* **WHAT IS NEEDED**
Give every entry below again, exactly as written, and skip the images.
[Start of section]
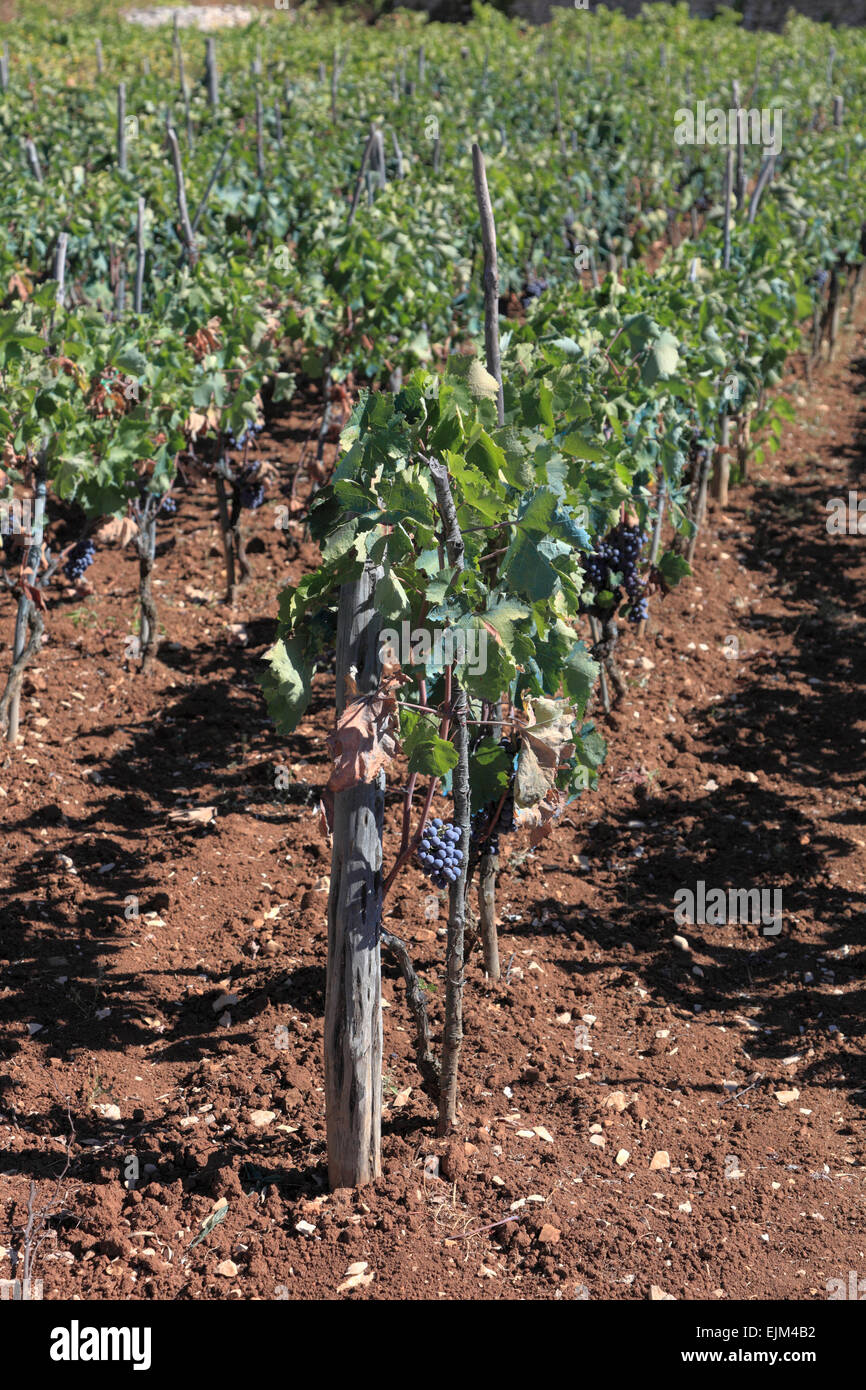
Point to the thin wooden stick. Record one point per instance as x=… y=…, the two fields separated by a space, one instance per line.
x=121 y=127
x=456 y=915
x=181 y=191
x=729 y=182
x=32 y=157
x=60 y=267
x=139 y=256
x=213 y=77
x=491 y=277
x=763 y=178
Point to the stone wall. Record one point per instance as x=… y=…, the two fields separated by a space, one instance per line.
x=758 y=14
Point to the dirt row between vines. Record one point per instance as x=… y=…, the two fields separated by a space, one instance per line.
x=635 y=1114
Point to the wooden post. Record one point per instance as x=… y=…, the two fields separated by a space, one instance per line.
x=491 y=277
x=398 y=154
x=334 y=85
x=181 y=192
x=25 y=609
x=60 y=267
x=353 y=1005
x=489 y=862
x=763 y=178
x=259 y=139
x=699 y=502
x=740 y=153
x=722 y=471
x=456 y=912
x=213 y=77
x=729 y=181
x=32 y=157
x=121 y=127
x=656 y=535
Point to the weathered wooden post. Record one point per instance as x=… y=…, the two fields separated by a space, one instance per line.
x=353 y=1007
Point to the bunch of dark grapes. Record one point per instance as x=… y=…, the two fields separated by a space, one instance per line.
x=619 y=553
x=252 y=491
x=439 y=852
x=81 y=559
x=484 y=844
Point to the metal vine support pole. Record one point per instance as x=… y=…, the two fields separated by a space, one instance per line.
x=188 y=118
x=60 y=267
x=334 y=85
x=763 y=178
x=595 y=627
x=228 y=546
x=181 y=191
x=146 y=548
x=210 y=185
x=121 y=127
x=656 y=535
x=489 y=862
x=722 y=471
x=213 y=77
x=25 y=617
x=139 y=256
x=740 y=153
x=491 y=277
x=729 y=181
x=259 y=139
x=398 y=153
x=353 y=1005
x=559 y=123
x=359 y=182
x=32 y=157
x=699 y=502
x=456 y=911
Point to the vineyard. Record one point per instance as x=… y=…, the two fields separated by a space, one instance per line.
x=431 y=687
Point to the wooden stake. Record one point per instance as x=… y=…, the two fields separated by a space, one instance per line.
x=60 y=267
x=139 y=256
x=491 y=277
x=121 y=127
x=213 y=77
x=353 y=1008
x=729 y=181
x=181 y=192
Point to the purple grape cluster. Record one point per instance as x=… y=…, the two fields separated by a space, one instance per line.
x=81 y=559
x=252 y=491
x=619 y=553
x=505 y=826
x=248 y=434
x=439 y=852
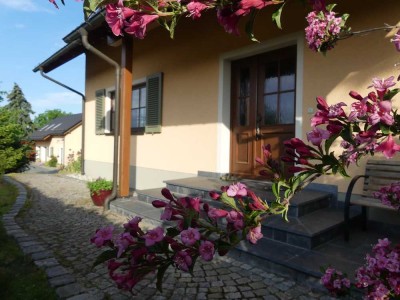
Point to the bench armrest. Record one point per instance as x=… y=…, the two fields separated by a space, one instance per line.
x=347 y=205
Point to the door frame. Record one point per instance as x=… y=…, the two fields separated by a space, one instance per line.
x=224 y=93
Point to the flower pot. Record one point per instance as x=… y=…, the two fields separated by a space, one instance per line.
x=99 y=197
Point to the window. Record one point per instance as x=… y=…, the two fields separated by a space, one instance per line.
x=138 y=112
x=145 y=111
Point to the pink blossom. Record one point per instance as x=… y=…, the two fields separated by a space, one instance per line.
x=215 y=213
x=102 y=236
x=133 y=224
x=195 y=8
x=388 y=147
x=123 y=242
x=137 y=24
x=317 y=135
x=396 y=40
x=207 y=250
x=183 y=260
x=245 y=6
x=116 y=14
x=167 y=213
x=191 y=203
x=323 y=30
x=159 y=203
x=237 y=189
x=381 y=85
x=254 y=234
x=190 y=236
x=154 y=236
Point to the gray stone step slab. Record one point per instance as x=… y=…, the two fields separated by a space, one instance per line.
x=305 y=202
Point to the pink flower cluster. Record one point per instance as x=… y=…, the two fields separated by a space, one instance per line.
x=390 y=195
x=380 y=275
x=134 y=22
x=365 y=130
x=335 y=282
x=323 y=29
x=199 y=231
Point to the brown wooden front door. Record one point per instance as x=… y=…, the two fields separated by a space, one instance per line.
x=262 y=107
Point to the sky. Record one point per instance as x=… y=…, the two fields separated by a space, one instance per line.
x=30 y=32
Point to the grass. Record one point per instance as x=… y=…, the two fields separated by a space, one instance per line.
x=20 y=278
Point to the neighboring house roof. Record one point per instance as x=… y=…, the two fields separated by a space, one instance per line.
x=56 y=127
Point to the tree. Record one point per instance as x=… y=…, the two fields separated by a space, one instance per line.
x=44 y=118
x=20 y=110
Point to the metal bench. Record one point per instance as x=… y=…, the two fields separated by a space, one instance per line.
x=378 y=173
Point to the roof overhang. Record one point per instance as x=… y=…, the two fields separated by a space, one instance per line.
x=74 y=46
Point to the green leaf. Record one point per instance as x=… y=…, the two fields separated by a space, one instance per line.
x=329 y=142
x=389 y=95
x=250 y=25
x=229 y=201
x=276 y=16
x=172 y=231
x=105 y=256
x=160 y=275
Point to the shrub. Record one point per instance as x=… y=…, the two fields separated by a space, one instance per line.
x=100 y=184
x=52 y=162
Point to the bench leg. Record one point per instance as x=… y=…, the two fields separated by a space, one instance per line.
x=346 y=222
x=364 y=218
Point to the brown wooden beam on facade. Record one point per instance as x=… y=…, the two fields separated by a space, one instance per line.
x=125 y=115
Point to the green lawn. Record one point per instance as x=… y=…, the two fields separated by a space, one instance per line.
x=19 y=276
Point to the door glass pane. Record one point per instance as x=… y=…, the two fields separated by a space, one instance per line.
x=286 y=108
x=270 y=109
x=244 y=85
x=135 y=118
x=287 y=78
x=271 y=77
x=243 y=111
x=135 y=98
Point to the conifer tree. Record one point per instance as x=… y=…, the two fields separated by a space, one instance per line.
x=20 y=109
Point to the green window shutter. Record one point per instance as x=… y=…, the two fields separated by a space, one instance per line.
x=154 y=103
x=100 y=111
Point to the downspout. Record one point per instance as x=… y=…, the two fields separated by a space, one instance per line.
x=95 y=51
x=83 y=116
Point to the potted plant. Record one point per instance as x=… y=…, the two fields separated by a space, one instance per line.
x=100 y=189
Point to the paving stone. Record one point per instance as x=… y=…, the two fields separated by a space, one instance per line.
x=64 y=224
x=69 y=290
x=56 y=271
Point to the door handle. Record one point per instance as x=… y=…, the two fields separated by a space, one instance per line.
x=258 y=130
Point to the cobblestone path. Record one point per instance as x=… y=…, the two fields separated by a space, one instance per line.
x=62 y=217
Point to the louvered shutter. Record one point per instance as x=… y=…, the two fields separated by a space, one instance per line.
x=100 y=111
x=154 y=103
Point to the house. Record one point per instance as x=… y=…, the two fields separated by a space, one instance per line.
x=60 y=138
x=206 y=101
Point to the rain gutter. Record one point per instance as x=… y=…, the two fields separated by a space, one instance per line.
x=89 y=47
x=83 y=115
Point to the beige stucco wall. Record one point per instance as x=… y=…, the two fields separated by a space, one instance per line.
x=193 y=87
x=73 y=143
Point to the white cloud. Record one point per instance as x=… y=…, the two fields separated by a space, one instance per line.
x=65 y=101
x=24 y=5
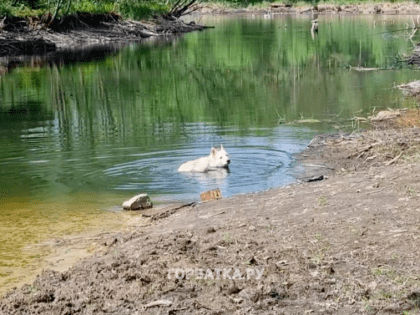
[End of section]
* **PROBLEM SOLUTION**
Point to the thin wooden stick. Record one point per instance as x=… y=…, the two fields separated by a space, one instance per line.
x=121 y=127
x=456 y=915
x=181 y=191
x=729 y=182
x=32 y=157
x=60 y=267
x=139 y=256
x=213 y=77
x=491 y=277
x=763 y=178
Point to the stone wall. Record one point per instance as x=… y=…, the two fields separated by a space, one instance per line.
x=758 y=14
Point to the dirt row between vines. Record one point per instance as x=… y=…, the two fields separated by a space, one instance per line.
x=635 y=1114
Point to the wooden post. Record one point per instance as x=… y=…, the two fields separated by a space, one instance per line.
x=491 y=277
x=398 y=154
x=334 y=85
x=181 y=192
x=25 y=609
x=60 y=267
x=353 y=1005
x=489 y=862
x=763 y=178
x=259 y=139
x=699 y=502
x=740 y=153
x=722 y=471
x=456 y=912
x=213 y=77
x=729 y=181
x=32 y=157
x=121 y=127
x=656 y=535
Point to the weathered wooden post. Record one point per instance as x=… y=…, the two fields separated by a space, one instance per line.
x=353 y=1007
Point to the bunch of dark grapes. Record one point per instance as x=… y=…, the two fields separated by a space, one instance per line.
x=619 y=553
x=252 y=491
x=439 y=852
x=81 y=559
x=484 y=844
Point to the metal vine support pole. Record one point per instance as x=… y=…, the two fields separated by a space, one instance per line.
x=188 y=118
x=60 y=267
x=334 y=85
x=763 y=178
x=595 y=627
x=228 y=546
x=181 y=191
x=146 y=548
x=210 y=185
x=121 y=127
x=656 y=535
x=489 y=862
x=722 y=471
x=213 y=77
x=25 y=617
x=139 y=256
x=740 y=153
x=491 y=277
x=729 y=181
x=259 y=139
x=398 y=153
x=353 y=1005
x=559 y=123
x=359 y=182
x=32 y=157
x=699 y=502
x=456 y=911
Point to the vineyard. Record one point per instance as x=… y=…, the two fields separated by a space, one instance per line.
x=431 y=687
Point to the wooden stake. Record one point per instance as x=… y=…, the two fields separated by a space, one instance per line.
x=60 y=267
x=139 y=256
x=491 y=277
x=121 y=127
x=213 y=77
x=353 y=1008
x=729 y=181
x=181 y=192
Point to the purple grape cluster. Record one point per instance as x=… y=…, the two fields separated by a space, one instance per line.
x=81 y=559
x=252 y=491
x=619 y=553
x=505 y=826
x=248 y=434
x=439 y=852
Point to the bench armrest. Record one point per instance as x=… y=…, the two fields separated by a space, one instance per line.
x=347 y=205
Point to the door frame. Record one point per instance as x=… y=…, the two fields separated by a space, one instance per line.
x=224 y=93
Point to the flower pot. Record one point per instance as x=… y=…, the two fields separated by a space, one instance per line.
x=99 y=197
Point to the window. Record one point per instance as x=… y=…, the two fields separated by a space, one instance per line.
x=138 y=112
x=145 y=111
Point to the pink blossom. Record one point per instance as x=… y=…, the two fields separated by a space, one instance per line.
x=215 y=213
x=102 y=236
x=133 y=224
x=195 y=8
x=388 y=147
x=123 y=242
x=137 y=24
x=317 y=135
x=396 y=40
x=207 y=250
x=183 y=260
x=245 y=6
x=116 y=14
x=167 y=213
x=191 y=203
x=323 y=30
x=159 y=203
x=237 y=189
x=381 y=85
x=254 y=234
x=190 y=236
x=154 y=236
Point to the gray stone step slab. Record one point per instance as x=… y=…, the two fields separated by a space, one instance per line.
x=305 y=202
Point to the pink flower cluster. Record one point per instance as x=… y=…, the two fields separated by a space, one instance per line.
x=390 y=195
x=380 y=275
x=134 y=22
x=365 y=130
x=335 y=282
x=323 y=29
x=199 y=231
Point to the brown wooden front door. Record one point per instance as x=… y=…, the two fields separated by a space, one instance per line.
x=262 y=107
Point to the sky. Record one point per instance as x=… y=…, the two fields separated by a space, one instance per line.
x=30 y=32
Point to the grass. Record one point per instance as x=… y=…, the two fields separated by a space, one instance per line.
x=20 y=278
Point to the neighboring house roof. Record one point per instance as x=… y=…, the two fields separated by a space, one instance per line.
x=56 y=127
Point to the tree. Record one point per instance as x=… y=…, the two fields separated by a space, one instance per line.
x=44 y=118
x=20 y=110
Point to the metal bench. Record one point per instance as x=… y=…, the two fields separated by a space, one instance per line.
x=378 y=173
Point to the roof overhang. Record one point per instance as x=… y=…, the two fields separated by a space, one instance per line.
x=74 y=46
Point to the green leaf. Record one point per instance as x=… y=…, the two fields separated by a space, one instance per line.
x=329 y=142
x=389 y=95
x=250 y=25
x=229 y=201
x=276 y=16
x=172 y=231
x=105 y=256
x=160 y=275
Point to the shrub. Record one point per instance as x=… y=…, the two fields separated by a space, one instance per line.
x=100 y=184
x=52 y=162
Point to the bench leg. Record one point per instance as x=… y=…, the two fields separated by a space, one instance per line.
x=346 y=222
x=364 y=218
Point to the brown wooden beam on facade. Record one point per instance as x=… y=…, the two fields separated by a space, one instance per line.
x=125 y=115
Point to the green lawn. Record one point per instance as x=… y=…, the two fields separated by a space, one instance per line.
x=19 y=276
Point to the door glass pane. Record one point per instance as x=… y=…, the two fields separated by a space, one instance per line.
x=286 y=108
x=270 y=109
x=244 y=85
x=135 y=118
x=287 y=78
x=271 y=77
x=243 y=111
x=135 y=98
Point to the conifer tree. Record one point per instance as x=… y=…, the two fields separated by a space, one instance per line.
x=20 y=109
Point to the green window shutter. Record one point per instance as x=… y=…, the two fields separated by a space, one instance per line.
x=154 y=103
x=100 y=111
Point to the downspout. Record one point per instance as x=… y=…, the two fields separated by a space, one instance per line.
x=95 y=51
x=83 y=116
Point to the potted plant. Record one point per instance as x=… y=…, the two fields separated by a space, one instance per line.
x=100 y=189
Point to the paving stone. Record one point per instance as x=… y=…, the two fields separated by a space, one instance per line.
x=64 y=224
x=69 y=290
x=56 y=271
Point to the door handle. Record one point per instance as x=… y=…, the two fields separated by a space, one instance per line.
x=258 y=130
Point to the cobblestone path. Record one point per instance as x=… y=…, the two fields separated by a space, one instance per line.
x=62 y=217
Point to the louvered shutter. Record one point per instance as x=… y=…, the two fields separated by a space, one instance per line.
x=100 y=111
x=154 y=103
Point to the house. Record one point per instance as x=… y=…, the two fields separated by a space, one instance per line.
x=60 y=138
x=206 y=101
Point to the rain gutter. Record one point per instance as x=… y=…, the two fields separated by a space, one instance per line.
x=89 y=47
x=83 y=115
Point to the beige stucco wall. Record one point per instance as x=… y=…, the two fields separated by a space, one instance per line.
x=193 y=87
x=73 y=143
Point to the white cloud. Record one point per instance as x=… y=…, the two fields separated by a space, one instance per line.
x=65 y=101
x=24 y=5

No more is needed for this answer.